--- BEGIN ---
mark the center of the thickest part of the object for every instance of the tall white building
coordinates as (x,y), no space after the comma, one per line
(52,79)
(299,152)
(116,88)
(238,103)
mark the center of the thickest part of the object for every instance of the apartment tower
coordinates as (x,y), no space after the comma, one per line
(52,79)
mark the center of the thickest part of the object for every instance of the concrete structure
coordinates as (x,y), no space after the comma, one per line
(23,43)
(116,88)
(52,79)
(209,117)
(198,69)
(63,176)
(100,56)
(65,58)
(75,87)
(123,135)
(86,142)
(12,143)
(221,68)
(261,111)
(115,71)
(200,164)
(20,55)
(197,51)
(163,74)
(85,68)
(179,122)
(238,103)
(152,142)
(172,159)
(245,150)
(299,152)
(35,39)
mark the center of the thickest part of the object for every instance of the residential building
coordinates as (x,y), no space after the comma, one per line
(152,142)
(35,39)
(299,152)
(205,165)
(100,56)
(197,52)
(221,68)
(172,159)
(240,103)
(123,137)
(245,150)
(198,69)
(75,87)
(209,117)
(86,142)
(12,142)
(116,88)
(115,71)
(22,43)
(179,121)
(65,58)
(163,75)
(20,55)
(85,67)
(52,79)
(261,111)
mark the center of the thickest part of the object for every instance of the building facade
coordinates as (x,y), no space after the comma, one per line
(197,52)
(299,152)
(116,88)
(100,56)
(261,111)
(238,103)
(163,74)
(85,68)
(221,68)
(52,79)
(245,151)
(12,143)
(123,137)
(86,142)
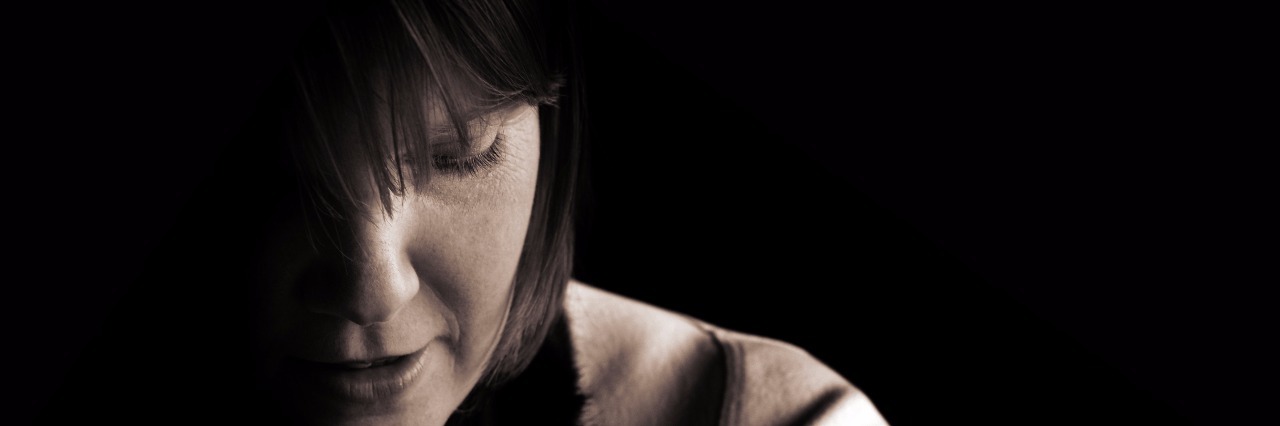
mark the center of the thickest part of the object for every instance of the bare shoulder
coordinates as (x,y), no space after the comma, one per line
(640,363)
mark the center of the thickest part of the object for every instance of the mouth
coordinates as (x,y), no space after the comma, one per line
(356,380)
(362,365)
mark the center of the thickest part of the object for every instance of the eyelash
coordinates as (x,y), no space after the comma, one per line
(474,164)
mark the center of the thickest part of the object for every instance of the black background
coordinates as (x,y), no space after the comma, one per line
(992,215)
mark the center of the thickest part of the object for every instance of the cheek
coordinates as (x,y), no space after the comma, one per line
(467,238)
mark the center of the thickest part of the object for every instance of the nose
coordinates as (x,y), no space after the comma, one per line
(366,276)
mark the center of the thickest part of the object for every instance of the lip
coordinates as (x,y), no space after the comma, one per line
(379,383)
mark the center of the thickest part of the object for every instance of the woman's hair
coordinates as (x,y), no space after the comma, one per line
(370,76)
(359,88)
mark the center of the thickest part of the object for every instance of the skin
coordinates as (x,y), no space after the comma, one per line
(437,274)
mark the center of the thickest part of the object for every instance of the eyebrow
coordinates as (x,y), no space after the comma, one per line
(470,117)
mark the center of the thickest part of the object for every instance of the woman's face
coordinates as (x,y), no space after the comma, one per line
(397,319)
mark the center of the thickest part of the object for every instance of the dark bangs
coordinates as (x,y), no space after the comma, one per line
(374,82)
(369,78)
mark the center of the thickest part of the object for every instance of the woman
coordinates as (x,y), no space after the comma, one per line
(408,193)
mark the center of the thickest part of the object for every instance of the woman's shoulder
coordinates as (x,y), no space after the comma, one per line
(639,363)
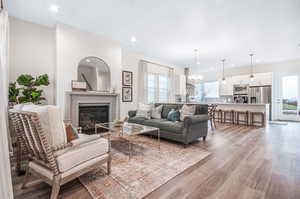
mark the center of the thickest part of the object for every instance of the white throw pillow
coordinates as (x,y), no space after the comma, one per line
(144,110)
(187,110)
(156,112)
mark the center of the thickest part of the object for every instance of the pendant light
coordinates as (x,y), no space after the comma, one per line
(223,76)
(251,75)
(197,58)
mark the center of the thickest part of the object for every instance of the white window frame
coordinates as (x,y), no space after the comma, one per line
(157,93)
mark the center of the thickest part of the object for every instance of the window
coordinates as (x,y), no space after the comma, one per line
(211,89)
(158,88)
(207,90)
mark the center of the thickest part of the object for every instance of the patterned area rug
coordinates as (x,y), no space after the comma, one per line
(148,168)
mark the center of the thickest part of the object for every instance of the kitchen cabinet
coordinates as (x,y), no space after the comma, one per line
(226,89)
(261,79)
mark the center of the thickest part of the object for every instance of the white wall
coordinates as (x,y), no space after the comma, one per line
(130,62)
(32,51)
(37,49)
(5,177)
(72,45)
(278,69)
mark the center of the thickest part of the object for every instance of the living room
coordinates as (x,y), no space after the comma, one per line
(152,99)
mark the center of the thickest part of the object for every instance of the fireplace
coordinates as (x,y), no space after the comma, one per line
(90,114)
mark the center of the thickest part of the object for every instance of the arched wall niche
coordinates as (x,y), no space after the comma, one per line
(96,73)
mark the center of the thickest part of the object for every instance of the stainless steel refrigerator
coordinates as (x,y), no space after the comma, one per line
(261,95)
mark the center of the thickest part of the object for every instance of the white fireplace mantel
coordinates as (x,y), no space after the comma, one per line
(74,99)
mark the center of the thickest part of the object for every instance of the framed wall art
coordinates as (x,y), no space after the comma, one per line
(126,78)
(127,94)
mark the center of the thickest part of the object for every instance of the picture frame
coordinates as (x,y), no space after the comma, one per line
(127,77)
(78,85)
(127,94)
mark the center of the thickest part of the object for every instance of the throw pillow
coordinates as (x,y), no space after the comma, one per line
(71,133)
(173,115)
(187,110)
(156,112)
(144,110)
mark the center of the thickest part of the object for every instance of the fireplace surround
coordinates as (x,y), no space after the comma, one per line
(77,100)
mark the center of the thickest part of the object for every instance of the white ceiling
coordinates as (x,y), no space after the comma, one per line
(170,30)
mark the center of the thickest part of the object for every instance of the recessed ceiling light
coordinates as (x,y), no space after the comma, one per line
(133,39)
(53,8)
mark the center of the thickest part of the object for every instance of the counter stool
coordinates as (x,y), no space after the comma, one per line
(219,115)
(228,116)
(260,122)
(244,114)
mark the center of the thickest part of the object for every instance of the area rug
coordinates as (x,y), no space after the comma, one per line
(147,170)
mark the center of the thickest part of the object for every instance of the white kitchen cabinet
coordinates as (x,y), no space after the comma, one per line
(262,79)
(226,89)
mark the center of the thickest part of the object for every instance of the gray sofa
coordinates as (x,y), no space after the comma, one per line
(187,131)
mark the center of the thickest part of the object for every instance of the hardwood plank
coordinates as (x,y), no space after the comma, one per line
(246,163)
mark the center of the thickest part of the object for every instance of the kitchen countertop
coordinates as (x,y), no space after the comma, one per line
(238,104)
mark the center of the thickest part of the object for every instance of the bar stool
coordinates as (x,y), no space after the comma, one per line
(245,117)
(212,115)
(229,119)
(260,114)
(219,115)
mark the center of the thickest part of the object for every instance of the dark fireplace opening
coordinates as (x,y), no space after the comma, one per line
(90,114)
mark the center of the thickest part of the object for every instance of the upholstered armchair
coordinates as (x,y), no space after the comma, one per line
(52,158)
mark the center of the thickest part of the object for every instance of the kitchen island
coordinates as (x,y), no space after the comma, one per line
(265,108)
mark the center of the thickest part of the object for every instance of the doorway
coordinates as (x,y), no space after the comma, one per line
(289,101)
--- END ---
Exercise aim: Copy out all of the data above word for word, leaving out the pictures.

Completed task:
mark the center of the thickest part of the object for every instance of the tall white building
coordinates as (x,y), no space after the comma, one per line
(52,79)
(299,152)
(116,88)
(238,103)
mark the center of the thickest part of the object for every instance of the apartment tower
coordinates as (x,y), no space after the comma, one per line
(52,79)
mark the center of the thickest part of the object for every instance of the concrete structure
coordinates as (x,y), no space after the comma, one per line
(23,43)
(116,88)
(52,79)
(209,117)
(198,69)
(63,176)
(100,56)
(65,58)
(75,87)
(123,135)
(86,142)
(12,143)
(221,68)
(261,111)
(115,71)
(200,164)
(20,55)
(197,51)
(163,74)
(85,68)
(179,122)
(238,103)
(152,142)
(172,159)
(245,150)
(299,152)
(35,39)
mark the center of the thickest part of the object for every instance of the residential building
coordinates as (x,y), no space after the comma, one per line
(152,142)
(35,39)
(299,152)
(205,165)
(100,56)
(197,52)
(221,68)
(172,159)
(240,103)
(123,137)
(245,150)
(198,69)
(75,87)
(209,117)
(86,142)
(12,142)
(116,88)
(115,71)
(22,43)
(179,121)
(65,58)
(163,75)
(20,55)
(85,67)
(52,79)
(261,111)
mark the center of the thickest part of the object for every instance of the building facade
coordinates as (x,y), no space after the comma, one per line
(197,52)
(299,152)
(116,88)
(100,56)
(261,111)
(238,103)
(163,74)
(85,68)
(221,68)
(52,79)
(245,151)
(12,143)
(123,137)
(86,142)
mark the center of the thickest part of the object for every instance of the bare shoulder
coordinates as (x,y), no space after the comma, one per line
(640,363)
mark the center of the thickest part of the object for every instance of the mouth
coordinates as (x,y), no space after the comma, one per line
(356,380)
(362,365)
mark the center of the thickest part of the object for every instance of the eyelash
coordinates as (x,y), no space after the comma, one per line
(474,164)
mark the center of the thickest part of the object for every instance of the black background
coordinates as (x,y), no space after the comma, one per line
(992,215)
mark the center of the thickest part of the object for every instance of the cheek
coordinates as (x,y), no space after the comma, one per line
(467,238)
mark the center of the thickest part of the object for every instance of the nose
coordinates as (x,y), no space after the comma, one per line
(366,276)
mark the center of the thickest part of the object for every instance of the lip
coordinates as (x,y), no space after the comma, one per line
(379,383)
mark the center of the thickest part of the object for every instance of the woman's hair
coordinates as (x,y), no space after the comma, one per line
(370,76)
(359,88)
mark the center of the thickest part of the object for every instance of the skin
coordinates as (x,y), no space after the comma, one per line
(437,274)
mark the center of the thickest part of the object for every instance of the eyebrow
coordinates as (x,y), no space after the comma, one per line
(470,117)
mark the center of the thickest part of the object for every instance of the woman's face
coordinates as (x,y), no space after the comma, one per line
(397,319)
mark the center of the thickest part of the object for every instance of the dark bangs
coordinates as (x,y), no space after the comma, one per line
(374,82)
(369,78)
mark the center of the thickest part of the object for every instance of the woman
coordinates as (x,y), no space after the comma, one per line
(408,193)
mark the center of the thickest part of the object for every instance of the woman's shoulder
coordinates as (x,y), no space after the comma, one per line
(639,363)
mark the center of the thickest part of the object for every instance of the white throw pillow
coordinates as (x,y), no space after the comma, one per line
(144,110)
(187,110)
(156,112)
mark the center of the thickest part of the object for every instance of the pendant light
coordinates as (x,y), no space after the comma, one per line
(223,76)
(251,75)
(197,58)
mark the center of the thickest part of the object for every instance of the white window frame
coordinates as (x,y), no space after the comma, one per line
(157,93)
mark the center of the thickest part of the object for every instance of the window
coordinates as (x,y), no space after the comma, one per line
(211,89)
(158,88)
(207,90)
mark the center of the thickest part of the object for every instance of the patterned area rug
coordinates as (x,y), no space after the comma, one per line
(148,168)
mark the center of the thickest part of the object for every instance of the kitchen cabinet
coordinates as (x,y), no space after the comma, one per line
(226,89)
(261,79)
mark the center of the thickest part of the object for every instance of the white wall
coordinates as (x,y), no space after the comma, one per line
(130,62)
(32,51)
(37,49)
(5,177)
(72,45)
(278,69)
mark the center of the thickest part of the object for every instance of the living room
coordinates as (x,y), no space after the comma, one per line
(152,99)
mark the center of the thickest part of the object for every instance of the fireplace
coordinates as (x,y), no space after the comma, one per line
(90,114)
mark the center of the thickest part of the object for every instance of the arched wall niche
coordinates as (x,y), no space after the comma, one per line
(96,73)
mark the center of the thickest part of the object for every instance of the stainless steel refrigerator
coordinates as (x,y), no space after the comma, one per line
(261,95)
mark the center of the thickest part of the object for every instance of the white fireplace mantel
coordinates as (x,y), no space after the comma, one per line
(74,99)
mark the center of the thickest part of the object for every instance of the framed wall art
coordinates as (x,y), no space after the comma, one per line
(126,78)
(127,94)
mark the center of the thickest part of the object for every instance of the picture frame
coordinates as (x,y), no space after the comma, one per line
(127,77)
(78,85)
(127,94)
mark the center of the thickest part of the object for every instance of the throw pillow
coordinates as (x,y), no space after the comma, one per line
(71,133)
(173,115)
(187,110)
(156,112)
(144,110)
mark the center of the thickest part of the object for every instance of the fireplace surround
coordinates as (x,y), no space after the comma, one per line
(77,100)
mark the center of the thickest part of the object for every instance of the white ceiling
coordinates as (x,y), no space after the comma, one per line
(170,30)
mark the center of the thickest part of the object for every instance of the recessed ceiling light
coordinates as (x,y), no space after the comma, one per line
(133,39)
(53,8)
mark the center of the thickest part of the object for every instance of the counter stool
coordinates as (x,y), no space after the comma, one per line
(219,115)
(228,116)
(260,122)
(244,114)
mark the center of the thickest part of the object for every instance of the area rug
coordinates as (x,y), no space after the comma, one per line
(147,170)
mark the center of the thickest part of the object for every instance of the white kitchen cabinet
coordinates as (x,y), no space after the comma, one per line
(262,79)
(226,89)
mark the center of the thickest part of the object for every instance of the gray sofa
coordinates as (x,y), no space after the comma, one per line
(187,131)
mark the center of the thickest part of the object for every instance of the hardwood plank
coordinates as (x,y), no space after the comma, one per line
(246,163)
mark the center of the thickest part of the object for every instance of the kitchen countertop
coordinates as (x,y), no space after the comma, one per line
(238,104)
mark the center of the thickest part of the object for every instance of the bar stool
coordinates as (x,y), no space after the comma, one per line
(245,117)
(212,115)
(229,119)
(260,114)
(219,115)
mark the center of the thickest part of the object for every instance of the dark fireplace opening
coordinates as (x,y), no space after the comma, one per line
(90,114)
mark the center of the thickest part of the object for every instance of the upholstered armchair
coordinates as (x,y), no space after the comma, one per line
(52,158)
mark the center of the thickest part of the object for every instance of the kitchen island
coordinates as (x,y), no space after the comma, one per line
(265,108)
mark the center of the thickest part of the object for every instance of the doorway
coordinates as (x,y), no space after the comma, one per line
(289,101)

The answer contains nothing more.